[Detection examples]

------------------------------------------------------------

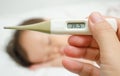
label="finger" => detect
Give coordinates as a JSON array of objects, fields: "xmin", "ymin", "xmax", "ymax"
[
  {"xmin": 64, "ymin": 46, "xmax": 100, "ymax": 62},
  {"xmin": 68, "ymin": 35, "xmax": 98, "ymax": 48},
  {"xmin": 89, "ymin": 13, "xmax": 120, "ymax": 60},
  {"xmin": 116, "ymin": 19, "xmax": 120, "ymax": 40},
  {"xmin": 62, "ymin": 58, "xmax": 100, "ymax": 76}
]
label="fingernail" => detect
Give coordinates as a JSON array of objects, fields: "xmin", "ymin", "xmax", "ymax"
[{"xmin": 90, "ymin": 12, "xmax": 104, "ymax": 24}]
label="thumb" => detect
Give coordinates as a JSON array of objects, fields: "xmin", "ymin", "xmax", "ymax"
[{"xmin": 89, "ymin": 13, "xmax": 120, "ymax": 59}]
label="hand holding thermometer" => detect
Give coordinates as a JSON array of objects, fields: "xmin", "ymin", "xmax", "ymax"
[{"xmin": 4, "ymin": 18, "xmax": 117, "ymax": 35}]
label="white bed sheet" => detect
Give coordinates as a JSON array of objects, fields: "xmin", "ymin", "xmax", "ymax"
[{"xmin": 0, "ymin": 2, "xmax": 120, "ymax": 76}]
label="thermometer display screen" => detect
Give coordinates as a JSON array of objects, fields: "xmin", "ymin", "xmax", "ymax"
[{"xmin": 67, "ymin": 22, "xmax": 85, "ymax": 29}]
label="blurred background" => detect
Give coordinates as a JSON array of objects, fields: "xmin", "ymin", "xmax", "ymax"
[{"xmin": 0, "ymin": 0, "xmax": 120, "ymax": 76}]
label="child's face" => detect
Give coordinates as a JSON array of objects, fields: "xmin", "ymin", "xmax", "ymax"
[{"xmin": 19, "ymin": 31, "xmax": 68, "ymax": 63}]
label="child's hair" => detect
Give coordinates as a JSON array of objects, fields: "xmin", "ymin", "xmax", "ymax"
[{"xmin": 6, "ymin": 18, "xmax": 45, "ymax": 67}]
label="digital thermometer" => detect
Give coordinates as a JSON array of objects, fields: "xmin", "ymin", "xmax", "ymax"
[{"xmin": 4, "ymin": 18, "xmax": 117, "ymax": 35}]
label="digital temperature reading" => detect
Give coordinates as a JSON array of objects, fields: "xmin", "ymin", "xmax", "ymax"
[{"xmin": 67, "ymin": 22, "xmax": 85, "ymax": 29}]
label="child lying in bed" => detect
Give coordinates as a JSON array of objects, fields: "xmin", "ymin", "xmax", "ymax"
[{"xmin": 6, "ymin": 18, "xmax": 69, "ymax": 69}]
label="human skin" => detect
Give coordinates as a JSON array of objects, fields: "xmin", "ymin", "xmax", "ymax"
[
  {"xmin": 19, "ymin": 30, "xmax": 68, "ymax": 70},
  {"xmin": 62, "ymin": 12, "xmax": 120, "ymax": 76}
]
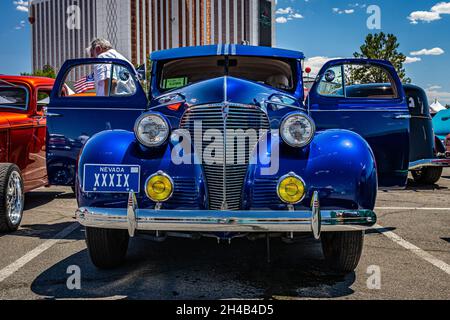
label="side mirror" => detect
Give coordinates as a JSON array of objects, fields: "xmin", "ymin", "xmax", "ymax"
[{"xmin": 136, "ymin": 64, "xmax": 147, "ymax": 81}]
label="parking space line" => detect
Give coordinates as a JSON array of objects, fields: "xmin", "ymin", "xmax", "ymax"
[
  {"xmin": 374, "ymin": 225, "xmax": 450, "ymax": 275},
  {"xmin": 375, "ymin": 207, "xmax": 450, "ymax": 211},
  {"xmin": 0, "ymin": 223, "xmax": 80, "ymax": 283}
]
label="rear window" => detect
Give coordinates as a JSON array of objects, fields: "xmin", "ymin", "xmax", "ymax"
[
  {"xmin": 159, "ymin": 56, "xmax": 296, "ymax": 91},
  {"xmin": 0, "ymin": 86, "xmax": 28, "ymax": 110}
]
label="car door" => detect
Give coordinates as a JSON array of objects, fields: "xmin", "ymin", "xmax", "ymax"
[
  {"xmin": 46, "ymin": 59, "xmax": 148, "ymax": 186},
  {"xmin": 403, "ymin": 84, "xmax": 435, "ymax": 162},
  {"xmin": 24, "ymin": 86, "xmax": 52, "ymax": 189},
  {"xmin": 308, "ymin": 59, "xmax": 410, "ymax": 188}
]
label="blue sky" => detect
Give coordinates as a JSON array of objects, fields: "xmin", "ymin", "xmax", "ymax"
[{"xmin": 0, "ymin": 0, "xmax": 450, "ymax": 104}]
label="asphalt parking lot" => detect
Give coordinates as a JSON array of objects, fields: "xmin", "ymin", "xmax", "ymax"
[{"xmin": 0, "ymin": 169, "xmax": 450, "ymax": 299}]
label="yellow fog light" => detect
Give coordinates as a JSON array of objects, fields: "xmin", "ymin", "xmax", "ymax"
[
  {"xmin": 277, "ymin": 173, "xmax": 306, "ymax": 204},
  {"xmin": 145, "ymin": 172, "xmax": 173, "ymax": 202}
]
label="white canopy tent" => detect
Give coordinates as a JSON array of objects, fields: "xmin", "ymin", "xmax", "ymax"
[{"xmin": 430, "ymin": 99, "xmax": 445, "ymax": 114}]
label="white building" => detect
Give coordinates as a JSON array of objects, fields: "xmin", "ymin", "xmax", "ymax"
[{"xmin": 30, "ymin": 0, "xmax": 275, "ymax": 71}]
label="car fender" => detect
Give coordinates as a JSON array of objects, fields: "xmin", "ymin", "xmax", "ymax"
[
  {"xmin": 77, "ymin": 130, "xmax": 208, "ymax": 209},
  {"xmin": 244, "ymin": 130, "xmax": 378, "ymax": 210}
]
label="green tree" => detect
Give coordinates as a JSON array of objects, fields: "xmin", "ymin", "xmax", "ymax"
[
  {"xmin": 353, "ymin": 32, "xmax": 411, "ymax": 83},
  {"xmin": 20, "ymin": 64, "xmax": 56, "ymax": 79}
]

------------------------------------------------------------

WRITTEN PROBLEM: List every line above that contains the string "child", treating uppercase and lowercase as different.

OUTPUT OF THE EXERCISE:
label="child's face" => detect
label="child's hair" => detect
label="child lying in bed" => detect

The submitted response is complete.